→ **What you have to do**
Give only the number of lines in these records that contain the word "cloud".

→ **Records supplied**
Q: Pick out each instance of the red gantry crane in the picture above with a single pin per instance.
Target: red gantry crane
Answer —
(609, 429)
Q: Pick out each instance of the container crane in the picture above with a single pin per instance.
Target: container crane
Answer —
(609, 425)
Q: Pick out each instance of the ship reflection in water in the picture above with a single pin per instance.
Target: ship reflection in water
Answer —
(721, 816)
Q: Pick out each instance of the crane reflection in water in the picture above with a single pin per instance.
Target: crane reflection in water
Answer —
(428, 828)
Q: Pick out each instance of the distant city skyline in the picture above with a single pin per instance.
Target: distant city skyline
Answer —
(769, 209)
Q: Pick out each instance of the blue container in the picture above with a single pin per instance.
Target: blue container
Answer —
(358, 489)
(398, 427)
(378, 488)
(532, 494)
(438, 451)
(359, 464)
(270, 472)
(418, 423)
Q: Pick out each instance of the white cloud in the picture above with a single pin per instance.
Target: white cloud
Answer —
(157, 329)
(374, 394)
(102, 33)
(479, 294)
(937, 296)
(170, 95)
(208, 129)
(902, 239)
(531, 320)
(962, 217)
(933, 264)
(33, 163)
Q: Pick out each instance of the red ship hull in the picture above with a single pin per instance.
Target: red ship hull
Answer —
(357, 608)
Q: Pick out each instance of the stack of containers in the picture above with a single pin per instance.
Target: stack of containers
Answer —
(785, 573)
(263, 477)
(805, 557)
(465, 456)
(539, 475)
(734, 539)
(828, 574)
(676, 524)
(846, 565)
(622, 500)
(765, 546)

--

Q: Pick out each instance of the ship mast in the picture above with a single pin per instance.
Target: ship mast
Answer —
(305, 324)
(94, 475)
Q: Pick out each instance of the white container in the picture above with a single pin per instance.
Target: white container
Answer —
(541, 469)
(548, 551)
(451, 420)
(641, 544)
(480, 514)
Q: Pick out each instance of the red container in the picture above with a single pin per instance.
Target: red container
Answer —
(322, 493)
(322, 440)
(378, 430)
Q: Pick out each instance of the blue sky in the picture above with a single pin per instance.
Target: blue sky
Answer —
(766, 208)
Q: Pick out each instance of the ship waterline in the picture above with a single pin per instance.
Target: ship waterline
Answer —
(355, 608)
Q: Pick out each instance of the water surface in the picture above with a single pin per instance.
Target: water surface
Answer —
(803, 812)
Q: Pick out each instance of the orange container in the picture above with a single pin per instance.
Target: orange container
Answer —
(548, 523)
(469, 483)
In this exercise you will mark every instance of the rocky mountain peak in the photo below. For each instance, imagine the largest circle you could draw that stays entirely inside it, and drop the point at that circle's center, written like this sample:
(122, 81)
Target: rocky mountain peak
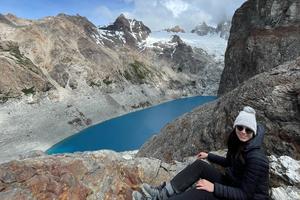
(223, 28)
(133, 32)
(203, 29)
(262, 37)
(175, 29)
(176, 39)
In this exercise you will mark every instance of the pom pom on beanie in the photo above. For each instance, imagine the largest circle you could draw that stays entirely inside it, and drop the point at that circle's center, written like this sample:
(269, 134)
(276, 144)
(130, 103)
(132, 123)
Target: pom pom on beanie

→ **Response for this exercise**
2